Bonusland: Nuke Waste Dump Contractor Awarded $1.9M after Fire

Firefighters practice responding to a simulated incident involving a WIPP shipment during an exercise.

Firefighters practice responding to a simulated incident involving a WIPP shipment during an exercise. Energy Department

Energy Department cites “excellent” performance.

Put this in the strange but true department: This February, the Energy Department awarded Nuclear Waste Partnership--which operates the country’s only underground nuclear waste dump--a $1.9 million performance bonus for excellent work five days after a mining truck caught fire in the facility, the Albuquerque Journal reported yesterday in a story by Lauren Villagran.

The Nuclear Waste Partnership is a joint venture of URS Corp., the B&W Technical Services Group division of Babcock & Wilcox and AREVA Federal Services, owned by the government of France.

The bonus was paid Feb. 14, just before a radiation leak at the Waste Isolation Pilot Plant, which stores 3.2 million cubic feet of plutonium-contaminated waste generated during the development and manufacturing of nuclear weapons by the Defense Department. The waste is stored in caverns carved out of salt 2,150 feet underground. WIPP has been closed since the fire and leak and may not accept any additional waste for storage for three years pending cleanup.

Following the yearlong safety and maintenance problems at WIPP, the bonus “looks to some like insult atop injury,” the Journal said, though the award was for work performed in 2013.

The Journal observed, since this year’s disasters, “No federal or contractor official has lost their job, been transferred, been moved off the WIPP contract or otherwise held accountable. No leadership has changed at the federal level. No company has lost a contract."

Input data →
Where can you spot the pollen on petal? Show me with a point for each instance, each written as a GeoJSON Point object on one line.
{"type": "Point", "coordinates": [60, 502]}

Exercise →
Reproduce, word for word, the part of the article above about the WIPP contractor's bonus that begins with the words containing "Bonusland: Nuke Waste" and ends with "government of France.".

Your solution →
Bonusland: Nuke Waste Dump Contractor Awarded $1.9M after Fire

Firefighters practice responding to a simulated incident involving a WIPP shipment during an exercise.

Firefighters practice responding to a simulated incident involving a WIPP shipment during an exercise. Energy Department

Energy Department cites “excellent” performance.

Put this in the strange but true department: This February, the Energy Department awarded Nuclear Waste Partnership--which operates the country’s only underground nuclear waste dump--a $1.9 million performance bonus for excellent work five days after a mining truck caught fire in the facility, the Albuquerque Journal reported yesterday in a story by Lauren Villagran.

The Nuclear Waste Partnership is a joint venture of URS Corp., the B&W Technical Services Group division of Babcock & Wilcox and AREVA Federal Services, owned by the government of France.